Extrait fourni:
Les conséquences à l’égard de la norme de contrôle qu’entraîne le dépôt en appel d’une preuve additionnelle seront largement fonction de la mesure dans laquelle cette autre preuve a une force probante plus grande que celle des éléments fournis au registraire. Si l’élément apporté a peu de poids et ne consiste qu’en une simple répétition des éléments déjà mis en preuve sans accroître la force probante de ceux‑ci, la présence de cet élément additionnel ne devrait avoir aucune incidence sur la norme de contrôle appliquée par la Cour en appel.

Par contre, lorsque la preuve additionnelle va au‑delà de ce qui a déjà été établi devant le registraire, la Cour doit alors se demander si, à la lumière de cette preuve, le registraire a rendu la mauvaise décision à l’égard de la question sur laquelle portent ces éléments de preuve et, peut‑être, si la décision au fond est elle‑même justifiée. Plus les éléments de preuve additionnels ont un poids important, plus la cour d’appel sera portée à tirer elle‑même une conclusion de fait.

A.                La preuve additionnelle a‑t‑elle une incidence importante sur la décision du registraire à l’égard de chacun des motifs d’opposition?

À faire:
- 1) D'après l'extrait, quel effet un élément de peu de poids qui ne fait que répéter la preuve déjà faite devrait-il avoir sur la norme de contrôle?
- 2) Recopiez le passage de l'extrait qui commence à « Par contre, lorsque » et se termine à « conclusion de fait. ».
Les lignes qui suivent viennent d'une autre source.

Liste:

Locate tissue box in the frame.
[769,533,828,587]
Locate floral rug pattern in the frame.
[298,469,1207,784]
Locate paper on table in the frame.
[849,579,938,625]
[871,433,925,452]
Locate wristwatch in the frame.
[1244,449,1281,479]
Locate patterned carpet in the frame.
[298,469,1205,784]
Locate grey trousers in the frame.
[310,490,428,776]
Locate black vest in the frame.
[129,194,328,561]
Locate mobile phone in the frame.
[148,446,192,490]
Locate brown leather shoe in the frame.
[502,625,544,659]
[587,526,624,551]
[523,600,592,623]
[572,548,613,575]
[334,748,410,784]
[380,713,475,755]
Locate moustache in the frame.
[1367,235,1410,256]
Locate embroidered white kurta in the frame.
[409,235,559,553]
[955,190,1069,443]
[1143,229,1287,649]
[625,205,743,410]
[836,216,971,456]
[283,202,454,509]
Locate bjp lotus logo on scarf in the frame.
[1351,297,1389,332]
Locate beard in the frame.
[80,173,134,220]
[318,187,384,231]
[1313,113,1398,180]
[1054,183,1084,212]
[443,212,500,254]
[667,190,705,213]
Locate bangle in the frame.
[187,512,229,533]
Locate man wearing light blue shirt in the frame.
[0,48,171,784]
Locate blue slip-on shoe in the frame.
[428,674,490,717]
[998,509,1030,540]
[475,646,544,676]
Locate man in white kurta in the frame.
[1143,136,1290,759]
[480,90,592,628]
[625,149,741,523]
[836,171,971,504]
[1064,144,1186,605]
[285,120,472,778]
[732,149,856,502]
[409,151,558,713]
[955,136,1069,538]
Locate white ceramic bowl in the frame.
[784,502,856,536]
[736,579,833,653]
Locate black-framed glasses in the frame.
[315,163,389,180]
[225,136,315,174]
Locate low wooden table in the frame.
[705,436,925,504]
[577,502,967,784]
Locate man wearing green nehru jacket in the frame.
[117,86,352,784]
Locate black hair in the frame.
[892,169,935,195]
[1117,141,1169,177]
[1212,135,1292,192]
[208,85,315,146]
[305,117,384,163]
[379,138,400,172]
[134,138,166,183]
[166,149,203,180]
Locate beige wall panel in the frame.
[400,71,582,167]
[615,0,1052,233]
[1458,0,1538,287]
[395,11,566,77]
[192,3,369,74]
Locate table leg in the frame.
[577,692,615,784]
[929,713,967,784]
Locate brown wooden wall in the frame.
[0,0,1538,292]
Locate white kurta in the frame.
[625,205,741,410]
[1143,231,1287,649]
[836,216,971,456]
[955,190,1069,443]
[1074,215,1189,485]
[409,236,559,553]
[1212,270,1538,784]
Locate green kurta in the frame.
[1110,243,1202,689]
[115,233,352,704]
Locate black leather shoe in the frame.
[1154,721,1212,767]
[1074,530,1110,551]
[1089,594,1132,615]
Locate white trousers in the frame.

Réponses:
- 1) Il ne devrait avoir aucune incidence sur la norme de contrôle appliquée par la Cour en appel.

- 2)
Par contre, lorsque la preuve additionnelle va au‑delà de ce qui a déjà été établi devant le registraire, la Cour doit alors se demander si, à la lumière de cette preuve, le registraire a rendu la mauvaise décision à l’égard de la question sur laquelle portent ces éléments de preuve et, peut‑être, si la décision au fond est elle‑même justifiée. Plus les éléments de preuve additionnels ont un poids important, plus la cour d’appel sera portée à tirer elle‑même une conclusion de fait.